__Exercise brief__: Copy out the lines of the records word for word, starting at the line that contains "blue suit, imagine" and ending after the line that contains "(1075, 620)".

__Data lines__:
<<<<

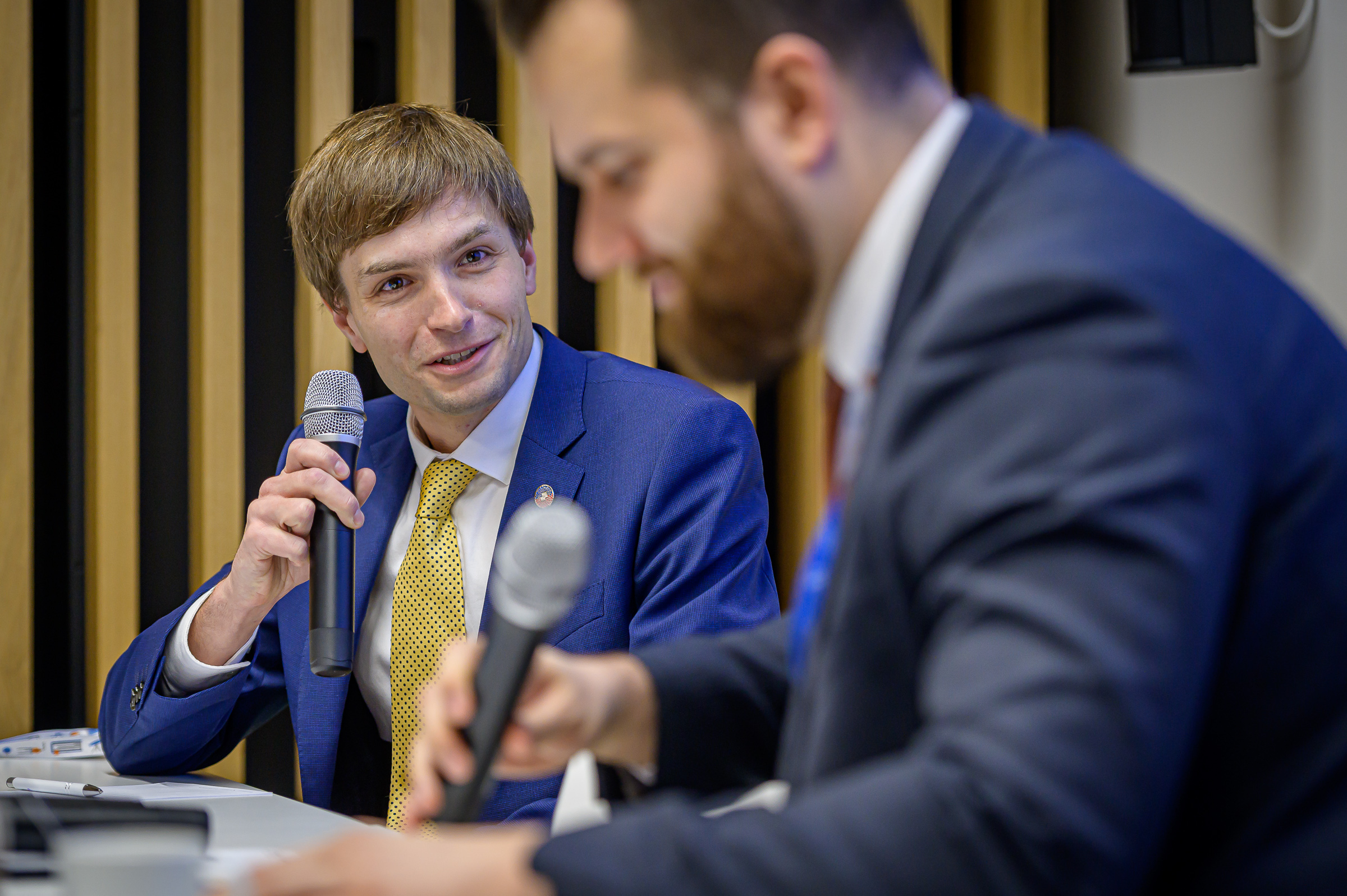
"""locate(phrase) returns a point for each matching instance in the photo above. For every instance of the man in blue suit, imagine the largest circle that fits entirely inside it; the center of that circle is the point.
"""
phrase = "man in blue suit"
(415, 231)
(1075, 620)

>>>>
<<<<

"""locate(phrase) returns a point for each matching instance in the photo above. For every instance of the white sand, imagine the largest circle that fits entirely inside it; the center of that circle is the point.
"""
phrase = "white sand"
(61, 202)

>>>>

__The result__:
"""locate(phrase) returns a point for each matching instance in the photo above. For every instance of the man in blue suit, imagine the largest circle that fits entirely inside it; the center of that circle is the point.
"""
phrase = "man in blue suit"
(415, 231)
(1075, 620)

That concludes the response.